### About this task:
When a line in the entries contains the word "lamp", copy that line in full.

### Provided data:
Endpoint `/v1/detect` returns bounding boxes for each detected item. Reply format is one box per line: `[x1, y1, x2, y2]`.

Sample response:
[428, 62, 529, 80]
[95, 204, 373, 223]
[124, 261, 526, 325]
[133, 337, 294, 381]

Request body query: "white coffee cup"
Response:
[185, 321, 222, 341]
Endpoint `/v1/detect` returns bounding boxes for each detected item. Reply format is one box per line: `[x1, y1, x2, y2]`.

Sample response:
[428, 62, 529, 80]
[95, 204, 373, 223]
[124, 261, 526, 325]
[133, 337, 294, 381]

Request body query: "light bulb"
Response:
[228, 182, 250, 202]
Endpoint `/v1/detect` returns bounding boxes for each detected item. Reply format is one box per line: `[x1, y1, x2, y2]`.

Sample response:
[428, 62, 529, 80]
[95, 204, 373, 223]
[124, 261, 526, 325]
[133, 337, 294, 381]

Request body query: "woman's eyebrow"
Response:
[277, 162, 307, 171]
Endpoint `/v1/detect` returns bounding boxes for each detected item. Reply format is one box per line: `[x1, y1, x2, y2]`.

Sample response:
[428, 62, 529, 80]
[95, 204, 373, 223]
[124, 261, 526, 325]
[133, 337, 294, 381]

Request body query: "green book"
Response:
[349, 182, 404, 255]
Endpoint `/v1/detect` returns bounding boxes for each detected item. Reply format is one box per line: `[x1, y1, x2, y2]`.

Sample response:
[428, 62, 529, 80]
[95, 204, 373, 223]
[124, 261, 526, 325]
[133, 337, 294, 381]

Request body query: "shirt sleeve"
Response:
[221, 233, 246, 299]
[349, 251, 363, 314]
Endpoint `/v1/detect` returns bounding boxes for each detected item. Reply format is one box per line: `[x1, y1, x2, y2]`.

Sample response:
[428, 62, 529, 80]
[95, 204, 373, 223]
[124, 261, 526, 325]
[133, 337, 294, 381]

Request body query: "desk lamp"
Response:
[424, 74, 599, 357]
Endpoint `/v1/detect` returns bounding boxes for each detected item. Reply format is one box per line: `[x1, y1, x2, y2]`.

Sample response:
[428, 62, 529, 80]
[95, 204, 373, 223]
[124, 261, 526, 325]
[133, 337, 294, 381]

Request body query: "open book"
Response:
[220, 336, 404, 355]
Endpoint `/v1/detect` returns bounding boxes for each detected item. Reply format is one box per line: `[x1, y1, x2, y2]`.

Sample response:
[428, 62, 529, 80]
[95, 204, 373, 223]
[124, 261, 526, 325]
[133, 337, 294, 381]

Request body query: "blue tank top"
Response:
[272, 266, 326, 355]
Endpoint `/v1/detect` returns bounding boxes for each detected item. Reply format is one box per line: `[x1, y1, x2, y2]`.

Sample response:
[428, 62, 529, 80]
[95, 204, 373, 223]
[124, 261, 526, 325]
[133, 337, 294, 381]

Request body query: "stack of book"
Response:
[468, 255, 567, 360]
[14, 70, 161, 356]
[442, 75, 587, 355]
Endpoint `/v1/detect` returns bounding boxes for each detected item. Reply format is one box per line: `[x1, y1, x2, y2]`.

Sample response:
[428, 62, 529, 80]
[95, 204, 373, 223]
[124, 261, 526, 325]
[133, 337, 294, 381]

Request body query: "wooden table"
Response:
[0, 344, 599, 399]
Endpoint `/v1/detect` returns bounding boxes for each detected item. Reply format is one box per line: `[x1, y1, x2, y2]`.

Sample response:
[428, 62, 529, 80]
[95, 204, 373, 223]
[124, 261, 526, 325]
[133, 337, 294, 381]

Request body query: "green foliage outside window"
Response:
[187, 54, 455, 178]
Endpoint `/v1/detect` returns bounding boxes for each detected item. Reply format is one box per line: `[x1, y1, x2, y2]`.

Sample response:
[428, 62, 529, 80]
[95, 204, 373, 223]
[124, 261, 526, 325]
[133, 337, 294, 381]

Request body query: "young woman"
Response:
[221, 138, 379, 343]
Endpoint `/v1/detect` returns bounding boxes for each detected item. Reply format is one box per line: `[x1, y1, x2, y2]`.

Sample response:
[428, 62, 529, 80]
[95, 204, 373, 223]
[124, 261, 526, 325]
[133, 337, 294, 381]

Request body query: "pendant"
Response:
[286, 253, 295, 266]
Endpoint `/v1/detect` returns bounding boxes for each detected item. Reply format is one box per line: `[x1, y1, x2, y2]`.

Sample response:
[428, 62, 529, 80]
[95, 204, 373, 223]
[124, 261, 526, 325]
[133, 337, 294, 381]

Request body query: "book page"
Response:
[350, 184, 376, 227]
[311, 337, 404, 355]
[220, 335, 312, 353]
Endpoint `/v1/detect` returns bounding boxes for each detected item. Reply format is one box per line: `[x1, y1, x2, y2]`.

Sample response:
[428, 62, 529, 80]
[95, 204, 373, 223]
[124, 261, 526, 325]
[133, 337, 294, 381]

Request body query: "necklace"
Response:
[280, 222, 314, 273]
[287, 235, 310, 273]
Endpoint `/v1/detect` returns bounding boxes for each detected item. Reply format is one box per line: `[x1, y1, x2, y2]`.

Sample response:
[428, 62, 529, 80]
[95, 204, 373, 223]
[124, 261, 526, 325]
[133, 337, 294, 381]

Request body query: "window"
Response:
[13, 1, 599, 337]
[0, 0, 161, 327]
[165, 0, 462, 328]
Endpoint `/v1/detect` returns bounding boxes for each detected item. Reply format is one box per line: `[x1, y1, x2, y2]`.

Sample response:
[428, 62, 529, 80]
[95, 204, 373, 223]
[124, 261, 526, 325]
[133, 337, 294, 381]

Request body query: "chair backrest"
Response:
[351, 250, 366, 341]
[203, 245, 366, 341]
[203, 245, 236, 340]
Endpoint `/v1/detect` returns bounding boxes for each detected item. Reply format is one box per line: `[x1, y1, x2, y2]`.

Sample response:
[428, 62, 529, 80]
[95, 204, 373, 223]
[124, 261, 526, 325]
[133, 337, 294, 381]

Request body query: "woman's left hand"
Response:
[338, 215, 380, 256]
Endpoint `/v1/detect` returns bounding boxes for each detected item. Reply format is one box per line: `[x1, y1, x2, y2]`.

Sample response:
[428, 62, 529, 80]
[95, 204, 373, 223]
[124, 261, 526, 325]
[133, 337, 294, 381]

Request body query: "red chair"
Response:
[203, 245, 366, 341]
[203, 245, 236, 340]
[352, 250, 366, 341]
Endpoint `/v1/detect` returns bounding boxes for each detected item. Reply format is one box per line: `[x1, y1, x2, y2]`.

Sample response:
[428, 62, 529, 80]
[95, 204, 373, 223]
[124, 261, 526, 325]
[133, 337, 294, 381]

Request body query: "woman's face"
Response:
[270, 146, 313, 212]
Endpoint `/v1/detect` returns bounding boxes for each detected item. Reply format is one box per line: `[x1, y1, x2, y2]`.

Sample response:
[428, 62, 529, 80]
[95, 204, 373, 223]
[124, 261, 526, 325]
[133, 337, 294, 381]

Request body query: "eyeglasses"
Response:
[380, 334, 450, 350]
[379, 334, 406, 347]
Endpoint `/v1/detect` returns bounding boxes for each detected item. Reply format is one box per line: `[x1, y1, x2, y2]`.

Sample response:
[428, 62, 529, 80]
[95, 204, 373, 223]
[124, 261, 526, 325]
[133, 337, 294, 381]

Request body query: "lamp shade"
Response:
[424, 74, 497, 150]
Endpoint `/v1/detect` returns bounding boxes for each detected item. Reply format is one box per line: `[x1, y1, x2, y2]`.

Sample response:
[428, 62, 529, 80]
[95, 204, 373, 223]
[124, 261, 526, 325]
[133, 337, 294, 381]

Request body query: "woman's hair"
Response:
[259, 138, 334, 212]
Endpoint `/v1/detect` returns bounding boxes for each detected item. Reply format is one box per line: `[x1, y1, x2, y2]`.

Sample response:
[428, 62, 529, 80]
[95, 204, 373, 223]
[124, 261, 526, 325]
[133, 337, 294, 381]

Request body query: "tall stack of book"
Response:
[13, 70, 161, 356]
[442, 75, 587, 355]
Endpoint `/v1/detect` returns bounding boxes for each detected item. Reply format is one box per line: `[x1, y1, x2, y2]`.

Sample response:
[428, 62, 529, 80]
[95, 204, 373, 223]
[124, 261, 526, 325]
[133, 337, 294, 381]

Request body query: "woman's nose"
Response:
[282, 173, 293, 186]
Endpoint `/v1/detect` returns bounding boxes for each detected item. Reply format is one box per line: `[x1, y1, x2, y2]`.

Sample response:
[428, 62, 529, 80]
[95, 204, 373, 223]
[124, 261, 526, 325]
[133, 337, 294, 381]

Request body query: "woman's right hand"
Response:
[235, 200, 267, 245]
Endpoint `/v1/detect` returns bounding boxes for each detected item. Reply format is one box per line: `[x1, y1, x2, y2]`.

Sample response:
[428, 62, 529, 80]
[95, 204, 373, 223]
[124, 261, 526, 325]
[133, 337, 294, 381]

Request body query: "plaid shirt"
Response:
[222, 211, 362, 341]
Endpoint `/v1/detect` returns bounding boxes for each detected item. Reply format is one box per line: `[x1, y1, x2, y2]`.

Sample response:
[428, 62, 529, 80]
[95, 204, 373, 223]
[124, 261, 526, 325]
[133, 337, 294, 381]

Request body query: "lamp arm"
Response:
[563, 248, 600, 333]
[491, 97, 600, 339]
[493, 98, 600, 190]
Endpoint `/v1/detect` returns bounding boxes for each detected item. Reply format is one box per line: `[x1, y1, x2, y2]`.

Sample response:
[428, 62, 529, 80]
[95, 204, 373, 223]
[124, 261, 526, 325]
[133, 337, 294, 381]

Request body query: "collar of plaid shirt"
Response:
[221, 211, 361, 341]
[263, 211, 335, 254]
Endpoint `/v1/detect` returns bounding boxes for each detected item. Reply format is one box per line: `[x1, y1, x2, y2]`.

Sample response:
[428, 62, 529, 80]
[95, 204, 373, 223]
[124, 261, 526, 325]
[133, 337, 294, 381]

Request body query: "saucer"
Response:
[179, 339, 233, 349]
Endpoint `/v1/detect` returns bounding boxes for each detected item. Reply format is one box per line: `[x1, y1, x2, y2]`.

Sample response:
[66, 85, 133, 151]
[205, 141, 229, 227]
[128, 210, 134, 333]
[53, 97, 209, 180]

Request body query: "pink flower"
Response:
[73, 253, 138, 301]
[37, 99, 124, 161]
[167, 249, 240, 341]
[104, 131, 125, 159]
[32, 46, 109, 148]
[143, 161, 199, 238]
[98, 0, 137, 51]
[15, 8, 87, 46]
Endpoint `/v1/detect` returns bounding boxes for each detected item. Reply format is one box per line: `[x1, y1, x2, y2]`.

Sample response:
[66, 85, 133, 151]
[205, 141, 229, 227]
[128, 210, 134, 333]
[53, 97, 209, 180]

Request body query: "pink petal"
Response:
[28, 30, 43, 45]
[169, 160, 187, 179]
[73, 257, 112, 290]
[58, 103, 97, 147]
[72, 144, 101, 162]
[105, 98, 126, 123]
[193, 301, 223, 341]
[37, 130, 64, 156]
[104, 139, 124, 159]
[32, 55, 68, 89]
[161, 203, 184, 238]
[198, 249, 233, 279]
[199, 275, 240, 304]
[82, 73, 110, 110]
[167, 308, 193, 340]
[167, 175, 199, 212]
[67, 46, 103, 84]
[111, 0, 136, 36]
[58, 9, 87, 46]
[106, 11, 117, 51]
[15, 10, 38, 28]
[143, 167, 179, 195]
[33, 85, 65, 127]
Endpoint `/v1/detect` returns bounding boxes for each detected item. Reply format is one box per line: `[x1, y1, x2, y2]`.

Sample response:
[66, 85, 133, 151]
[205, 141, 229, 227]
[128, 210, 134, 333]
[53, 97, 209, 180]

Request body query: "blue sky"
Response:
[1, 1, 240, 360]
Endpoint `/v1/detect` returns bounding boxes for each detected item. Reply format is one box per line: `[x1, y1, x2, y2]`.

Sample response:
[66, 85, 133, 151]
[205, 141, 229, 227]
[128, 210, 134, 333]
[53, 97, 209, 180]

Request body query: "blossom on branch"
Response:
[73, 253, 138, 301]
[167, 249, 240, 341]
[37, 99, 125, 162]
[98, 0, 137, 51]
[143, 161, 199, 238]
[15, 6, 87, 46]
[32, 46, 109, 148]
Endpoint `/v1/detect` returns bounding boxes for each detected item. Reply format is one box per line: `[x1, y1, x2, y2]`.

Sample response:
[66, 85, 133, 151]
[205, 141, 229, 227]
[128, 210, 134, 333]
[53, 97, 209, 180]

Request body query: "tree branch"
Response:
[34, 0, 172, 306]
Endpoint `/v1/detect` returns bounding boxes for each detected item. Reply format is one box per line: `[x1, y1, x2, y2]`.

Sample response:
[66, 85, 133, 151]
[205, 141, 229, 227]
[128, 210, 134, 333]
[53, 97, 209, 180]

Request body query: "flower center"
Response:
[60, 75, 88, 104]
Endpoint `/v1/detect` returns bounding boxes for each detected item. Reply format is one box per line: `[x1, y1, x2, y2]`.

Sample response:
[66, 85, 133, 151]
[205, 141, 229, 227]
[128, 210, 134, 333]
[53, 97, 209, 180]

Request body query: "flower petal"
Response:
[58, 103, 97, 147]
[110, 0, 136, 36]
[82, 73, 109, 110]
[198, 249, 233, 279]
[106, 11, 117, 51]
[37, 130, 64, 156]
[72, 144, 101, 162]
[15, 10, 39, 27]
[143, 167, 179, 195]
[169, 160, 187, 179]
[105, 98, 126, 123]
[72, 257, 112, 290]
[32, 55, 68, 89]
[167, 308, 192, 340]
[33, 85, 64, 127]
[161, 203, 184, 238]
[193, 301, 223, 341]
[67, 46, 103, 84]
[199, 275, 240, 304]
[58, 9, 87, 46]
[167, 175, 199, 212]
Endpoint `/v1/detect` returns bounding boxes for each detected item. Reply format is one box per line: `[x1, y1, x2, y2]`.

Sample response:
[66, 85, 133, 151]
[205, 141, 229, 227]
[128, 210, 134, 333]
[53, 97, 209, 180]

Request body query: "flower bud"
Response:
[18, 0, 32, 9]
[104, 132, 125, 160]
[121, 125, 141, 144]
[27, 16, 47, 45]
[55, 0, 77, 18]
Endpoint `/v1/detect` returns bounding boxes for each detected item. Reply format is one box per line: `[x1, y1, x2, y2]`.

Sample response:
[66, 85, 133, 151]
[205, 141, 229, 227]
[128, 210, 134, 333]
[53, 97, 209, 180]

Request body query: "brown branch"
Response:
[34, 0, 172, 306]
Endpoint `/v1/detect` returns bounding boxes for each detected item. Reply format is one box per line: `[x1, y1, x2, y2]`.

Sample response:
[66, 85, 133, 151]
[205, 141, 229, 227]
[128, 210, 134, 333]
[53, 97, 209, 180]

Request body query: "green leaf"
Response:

### Response box:
Request body query: "desk lamp"
Request body query: "lamp shade"
Request body query: "lamp arm"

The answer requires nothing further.